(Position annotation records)
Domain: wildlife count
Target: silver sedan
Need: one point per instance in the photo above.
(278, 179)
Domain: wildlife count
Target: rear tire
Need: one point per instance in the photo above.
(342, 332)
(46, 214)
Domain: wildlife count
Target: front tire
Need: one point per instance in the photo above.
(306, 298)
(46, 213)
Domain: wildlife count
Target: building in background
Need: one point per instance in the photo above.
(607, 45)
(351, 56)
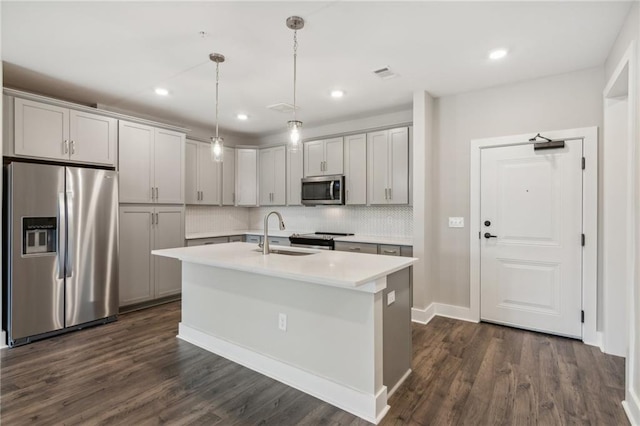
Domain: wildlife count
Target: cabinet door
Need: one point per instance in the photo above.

*What the task requires*
Retype every line of the data above without any changes, and please leave the pictures out of your answer.

*Answer to the task*
Domain: wildlife count
Target: silver sedan
Need: one point per instance in the photo above.
(278, 179)
Domain: wildlife count
Target: rear tire
Need: one point per instance in the photo above.
(342, 332)
(46, 214)
Domain: wildlife count
Target: front tire
Need: one point per instance in the photo above.
(306, 298)
(46, 213)
Domain: wildlife count
Target: building in background
Need: one point per instance in the photo above.
(607, 45)
(351, 56)
Domain: wildlife count
Target: cabinet door
Need: one point per instance in the photo above.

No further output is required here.